==== Quoted text

# Santa Pod - 12/03/11 - BE THERE !!!! (All Welcome)



## tony_rigby_uk (Nov 27, 2008)

*Santa Pod - 12/03/11 - BE THERE !!!! (All Welcome)*









Well After the recent pod run (23/01/11) A few of us have been making noises, mainly due to the state of the dissapointing times and lack of traction [smiley=bigcry.gif]

So a few of us have decided to head over there again on *SAT 12th MARCH 2011* all are welcome, and as you know it'll be a fab day !!!!!

Prices are:-
£10 pp Entry (kids under 16 go free)
£25 additional to entry for unlimited runs.

Also it may well be worth registering for the season here http://www.rwyb.co.uk/cc_introduction.php you have your own Unique race number to be displayed on your car, (gets away from the liquid chalk, and allows you to get some little stickers made up) Also you get on the leaderboard !! (i know a few runners from the 23rd aren't on the board... TUT TUT c'mon it is FREE !!!)

*ATTENDANCE LIST *
1. Tony_Rigby_uk - CC2058 - MK1/225
2. SAVTT240 - CC2062 - Mk1/240
3. TTsline02 - ?????? - Mk1/225
4. G12mox - ?????? - MK1/225BT
5. SteveCollier - CC2057 - MK1/V6BT
6. GiddersTT - CC2127 - MK1/V6
7. TTRS_500 - ??????? - MK2RS?
8. Dooka -
9. TT_Tesh - ??????? - ???????
10. Burns - CC2154 - MK1/225

I'll keep the list updated but these are the deffo's i've had so far,

C'mon folks !!! you don't wanna miss it !!!

ok did ya hear that NW'rs??? obviously if anyone is running any other convoys from there area we can arrange a meet up.

*8:00am meet at Knutsford services M6 between J18/19 *
http://www.motorwayservices.info/knutsford_services_m6/

you all have my number or should have,

anyone who hasn't drop me a pm....

For all you running people here is the Form which will save you some time at the check-in http://www.rwyb.co.uk/RWYB_SIGN_ON_FORM.doc

cheers


----------



## VSPURS (Aug 31, 2008)

Its my wedding anniversary weekend, so I must say that I am unlikely to be there!


----------



## SAVTT240 (Mar 29, 2009)

VSPURS said:


> Its my wedding anniversary weekend, so I must say that I am unlikely to be there!


OMG   Steve thats the most feeble excuse i've heard !! :lol: :lol:

Its a saturday & you'll be home by 6pm, better still bring Marina along, she might get a better time in that beast of yours :lol: :lol: :lol:

Seriously you will be missed, but i'm going again may 1st as well (sunday), so hopefully you will be able to make it then :wink:

SAV..


----------



## tony_rigby_uk (Nov 27, 2008)

SAVTT240 said:


> but i'm going again may 1st as well (sunday),


i'll go to that too  but i'll probably also be at the GTI Spring Festival on the 3rd of April too.. (probably not running then though... too soon to the germany trip and can't fix in time if it goes wrong, and with it being GTI i'll be packed)


----------



## v800mjh (Apr 26, 2009)

I was there on Sunday how do I get on the leaderboard tony?

========
==== Material shown

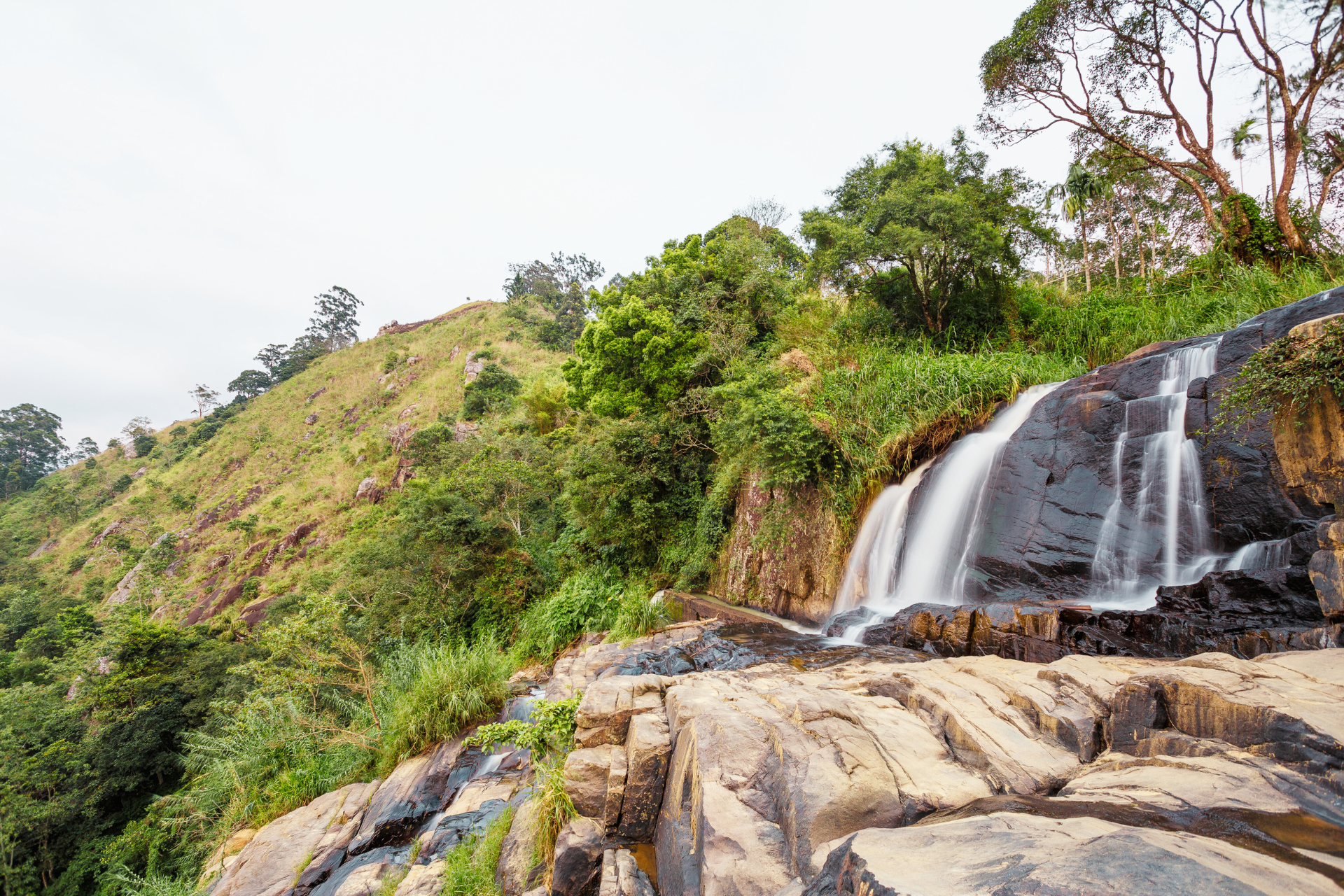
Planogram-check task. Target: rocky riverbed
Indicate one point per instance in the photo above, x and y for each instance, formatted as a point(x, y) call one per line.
point(847, 769)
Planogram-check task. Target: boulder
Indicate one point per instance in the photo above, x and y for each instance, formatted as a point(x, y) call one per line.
point(622, 876)
point(794, 577)
point(452, 830)
point(604, 715)
point(578, 858)
point(424, 880)
point(648, 745)
point(1327, 571)
point(1007, 853)
point(269, 862)
point(360, 876)
point(369, 489)
point(417, 789)
point(587, 773)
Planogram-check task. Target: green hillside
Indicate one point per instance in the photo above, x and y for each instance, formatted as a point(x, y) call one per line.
point(289, 463)
point(311, 584)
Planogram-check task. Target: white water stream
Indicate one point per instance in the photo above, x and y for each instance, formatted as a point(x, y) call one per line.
point(1155, 531)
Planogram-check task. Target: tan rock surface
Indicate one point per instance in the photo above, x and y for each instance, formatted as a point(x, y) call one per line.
point(268, 864)
point(1018, 853)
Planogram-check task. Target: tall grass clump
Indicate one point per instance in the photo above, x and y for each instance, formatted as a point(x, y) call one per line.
point(134, 884)
point(554, 809)
point(470, 867)
point(1112, 321)
point(588, 601)
point(881, 407)
point(435, 691)
point(267, 761)
point(636, 615)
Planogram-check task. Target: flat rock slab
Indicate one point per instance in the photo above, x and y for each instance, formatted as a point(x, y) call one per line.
point(269, 864)
point(1008, 853)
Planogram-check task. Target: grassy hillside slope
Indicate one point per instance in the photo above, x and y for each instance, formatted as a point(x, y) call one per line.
point(293, 460)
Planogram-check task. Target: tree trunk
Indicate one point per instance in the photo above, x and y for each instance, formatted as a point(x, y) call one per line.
point(1082, 223)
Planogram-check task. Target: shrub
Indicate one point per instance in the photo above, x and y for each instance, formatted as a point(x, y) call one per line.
point(585, 602)
point(1284, 377)
point(489, 393)
point(638, 615)
point(549, 731)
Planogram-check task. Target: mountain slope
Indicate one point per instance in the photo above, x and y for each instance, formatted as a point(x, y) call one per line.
point(257, 508)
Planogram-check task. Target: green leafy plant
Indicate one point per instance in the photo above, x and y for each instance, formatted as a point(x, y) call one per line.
point(550, 731)
point(1285, 378)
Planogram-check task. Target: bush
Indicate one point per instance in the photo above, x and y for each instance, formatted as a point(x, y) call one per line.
point(438, 690)
point(585, 602)
point(638, 615)
point(489, 393)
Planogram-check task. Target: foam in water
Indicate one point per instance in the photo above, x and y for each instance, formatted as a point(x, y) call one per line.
point(1161, 535)
point(873, 559)
point(1262, 555)
point(894, 564)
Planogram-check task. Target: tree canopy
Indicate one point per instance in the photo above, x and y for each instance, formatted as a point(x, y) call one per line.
point(30, 447)
point(925, 230)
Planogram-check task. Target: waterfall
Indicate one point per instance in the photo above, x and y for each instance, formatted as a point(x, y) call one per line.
point(894, 564)
point(1262, 555)
point(1160, 536)
point(873, 559)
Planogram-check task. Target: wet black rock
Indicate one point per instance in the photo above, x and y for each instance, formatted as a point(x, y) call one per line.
point(838, 624)
point(1051, 492)
point(1240, 613)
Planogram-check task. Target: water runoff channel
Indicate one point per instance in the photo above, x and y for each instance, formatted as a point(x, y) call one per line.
point(901, 558)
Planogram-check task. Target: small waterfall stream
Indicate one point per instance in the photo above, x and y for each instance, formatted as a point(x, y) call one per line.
point(1155, 530)
point(894, 564)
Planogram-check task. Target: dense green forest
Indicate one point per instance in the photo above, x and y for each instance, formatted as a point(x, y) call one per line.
point(594, 458)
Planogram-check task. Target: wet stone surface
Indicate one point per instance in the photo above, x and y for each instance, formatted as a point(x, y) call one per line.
point(739, 647)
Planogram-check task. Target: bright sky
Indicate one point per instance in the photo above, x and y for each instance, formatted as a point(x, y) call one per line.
point(181, 179)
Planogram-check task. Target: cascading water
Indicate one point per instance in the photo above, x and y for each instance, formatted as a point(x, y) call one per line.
point(1155, 530)
point(1160, 536)
point(895, 564)
point(873, 559)
point(1262, 555)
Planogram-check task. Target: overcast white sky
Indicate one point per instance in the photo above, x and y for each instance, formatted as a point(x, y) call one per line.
point(181, 179)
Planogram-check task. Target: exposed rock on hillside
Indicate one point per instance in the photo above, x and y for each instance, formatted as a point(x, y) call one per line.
point(794, 578)
point(841, 773)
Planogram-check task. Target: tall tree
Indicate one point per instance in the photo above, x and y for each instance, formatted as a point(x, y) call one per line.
point(1238, 137)
point(1077, 191)
point(335, 324)
point(204, 398)
point(1116, 70)
point(249, 383)
point(926, 226)
point(30, 447)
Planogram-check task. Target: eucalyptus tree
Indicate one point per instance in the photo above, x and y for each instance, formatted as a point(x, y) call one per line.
point(1138, 77)
point(923, 229)
point(1238, 137)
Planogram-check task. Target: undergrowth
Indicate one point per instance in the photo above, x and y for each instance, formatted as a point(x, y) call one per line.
point(1285, 377)
point(470, 868)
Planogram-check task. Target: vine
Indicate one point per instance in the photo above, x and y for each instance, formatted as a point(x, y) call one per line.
point(1287, 375)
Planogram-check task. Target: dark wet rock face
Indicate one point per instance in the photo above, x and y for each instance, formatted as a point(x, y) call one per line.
point(1056, 482)
point(1240, 613)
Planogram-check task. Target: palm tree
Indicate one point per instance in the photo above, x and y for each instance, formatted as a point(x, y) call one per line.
point(1237, 139)
point(1075, 191)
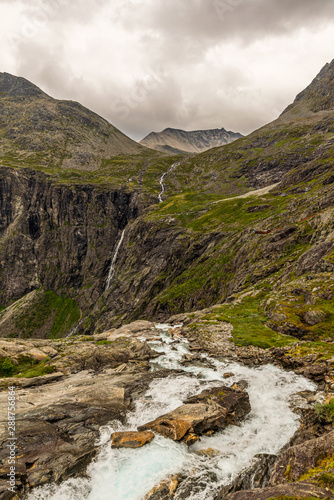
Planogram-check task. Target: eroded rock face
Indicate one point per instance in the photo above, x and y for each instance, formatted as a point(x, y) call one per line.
point(298, 490)
point(300, 459)
point(131, 439)
point(165, 490)
point(212, 410)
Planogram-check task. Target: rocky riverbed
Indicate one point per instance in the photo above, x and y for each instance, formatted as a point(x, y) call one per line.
point(140, 379)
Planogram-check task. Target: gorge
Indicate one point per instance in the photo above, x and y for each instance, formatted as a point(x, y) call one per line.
point(132, 281)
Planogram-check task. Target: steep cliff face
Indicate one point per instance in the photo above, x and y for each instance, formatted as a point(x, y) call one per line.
point(58, 238)
point(198, 248)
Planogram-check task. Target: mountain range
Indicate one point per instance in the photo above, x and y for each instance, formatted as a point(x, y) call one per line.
point(175, 141)
point(65, 200)
point(101, 238)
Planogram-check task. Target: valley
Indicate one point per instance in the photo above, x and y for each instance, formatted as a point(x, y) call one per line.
point(102, 240)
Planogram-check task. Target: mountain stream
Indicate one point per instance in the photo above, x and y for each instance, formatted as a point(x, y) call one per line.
point(128, 474)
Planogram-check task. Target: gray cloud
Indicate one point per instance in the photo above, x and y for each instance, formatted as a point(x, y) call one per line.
point(149, 64)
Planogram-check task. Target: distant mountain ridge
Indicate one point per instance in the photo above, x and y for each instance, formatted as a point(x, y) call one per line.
point(37, 129)
point(176, 141)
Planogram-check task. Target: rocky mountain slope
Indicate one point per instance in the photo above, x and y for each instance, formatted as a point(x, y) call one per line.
point(199, 247)
point(248, 271)
point(175, 141)
point(39, 130)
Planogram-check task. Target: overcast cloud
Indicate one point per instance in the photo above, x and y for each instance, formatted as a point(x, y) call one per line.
point(150, 64)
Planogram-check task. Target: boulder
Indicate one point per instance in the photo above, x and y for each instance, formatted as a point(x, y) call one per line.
point(212, 410)
point(292, 491)
point(164, 490)
point(131, 439)
point(300, 459)
point(37, 354)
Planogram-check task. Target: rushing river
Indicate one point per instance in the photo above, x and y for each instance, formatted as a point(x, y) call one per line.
point(128, 474)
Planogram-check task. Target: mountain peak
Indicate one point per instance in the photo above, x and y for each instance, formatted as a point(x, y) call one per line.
point(16, 86)
point(319, 95)
point(177, 141)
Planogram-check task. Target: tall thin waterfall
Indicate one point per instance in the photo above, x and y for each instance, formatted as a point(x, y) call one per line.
point(113, 262)
point(162, 178)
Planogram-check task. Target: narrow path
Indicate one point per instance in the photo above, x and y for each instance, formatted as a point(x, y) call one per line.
point(257, 192)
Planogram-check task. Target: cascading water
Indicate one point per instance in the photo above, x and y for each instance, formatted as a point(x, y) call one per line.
point(113, 262)
point(128, 474)
point(162, 178)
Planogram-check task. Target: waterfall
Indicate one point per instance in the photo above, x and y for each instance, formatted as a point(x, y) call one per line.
point(113, 262)
point(128, 474)
point(162, 178)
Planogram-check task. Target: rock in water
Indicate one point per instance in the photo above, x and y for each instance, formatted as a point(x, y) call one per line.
point(212, 410)
point(131, 439)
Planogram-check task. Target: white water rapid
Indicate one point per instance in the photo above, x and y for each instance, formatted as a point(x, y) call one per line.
point(128, 474)
point(162, 178)
point(113, 262)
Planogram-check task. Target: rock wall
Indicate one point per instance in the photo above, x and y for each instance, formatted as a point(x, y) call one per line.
point(56, 236)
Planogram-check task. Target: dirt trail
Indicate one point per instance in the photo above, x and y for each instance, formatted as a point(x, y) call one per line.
point(257, 192)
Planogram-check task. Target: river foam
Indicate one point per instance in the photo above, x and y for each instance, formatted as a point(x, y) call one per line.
point(128, 474)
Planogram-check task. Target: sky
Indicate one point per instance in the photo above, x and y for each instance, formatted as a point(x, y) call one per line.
point(145, 65)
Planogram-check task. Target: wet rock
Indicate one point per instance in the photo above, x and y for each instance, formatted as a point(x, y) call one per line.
point(209, 452)
point(165, 490)
point(131, 439)
point(58, 423)
point(213, 409)
point(298, 460)
point(299, 490)
point(316, 372)
point(255, 476)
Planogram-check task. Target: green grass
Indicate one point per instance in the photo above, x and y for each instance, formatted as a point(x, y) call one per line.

========

### Exercises
1. Reproduce a passage of the Santa Pod thread, beginning at the words "you all have" and stopping after "(Aug 31, 2008)".
2. Extend the Santa Pod thread with the next part, picking up after its final post.

### Results for the exercise
1.
you all have my number or should have,

anyone who hasn't drop me a pm....

For all you running people here is the Form which will save you some time at the check-in http://www.rwyb.co.uk/RWYB_SIGN_ON_FORM.doc

cheers


----------



## VSPURS (Aug 31, 2008)

2.
Cheers, Martin


----------



## tony_rigby_uk (Nov 27, 2008)

v800mjh said:


> I was there on Sunday how do I get on the leaderboard tony?
> 
> Cheers, Martin


You have to have registered before you run unfortuntly.. the registration is here:- http://www.rwyb.co.uk/cc_introduction.php that will give you a CC number which you'll have for the rest of the year, so any time you run it'll put the time to that number and the name / car details you give on the above link... unfortuntly sunday's times will probably be lost now... (i'm assuming you were just a chalk number)

hope that helps


----------



## v800mjh (Apr 26, 2009)

oh yeah sh*t, I had registered before hand, but didn't get a chance to get my number made up and the guy just come up to my car and put a chalk number on it before I could say anything..oh well..

Thanks, Martin


----------



## tony_rigby_uk (Nov 27, 2008)

v800mjh said:


> oh yeah sh*t, I had registered before hand, but didn't get a chance to get my number made up and the guy just come up to my car and put a chalk number on it before I could say anything..oh well..
> 
> Thanks, Martin


if you'd have told him he'd have put your CC number on... oh well [smiley=bigcry.gif]


----------



## GiddersTT (Dec 6, 2010)

I will be there 8)


----------



## tony_rigby_uk (Nov 27, 2008)

GiddersTT said:


> I will be there 8)


Excellent Matey, You gonna be running or spectating??


----------



## dooka (Apr 28, 2006)

I will try to be there if nobody doobjects, as not owning a TT any more..


----------



## tony_rigby_uk (Nov 27, 2008)

dooka said:


> I will try to be there if nobody doobjects, as not owning a TT any more..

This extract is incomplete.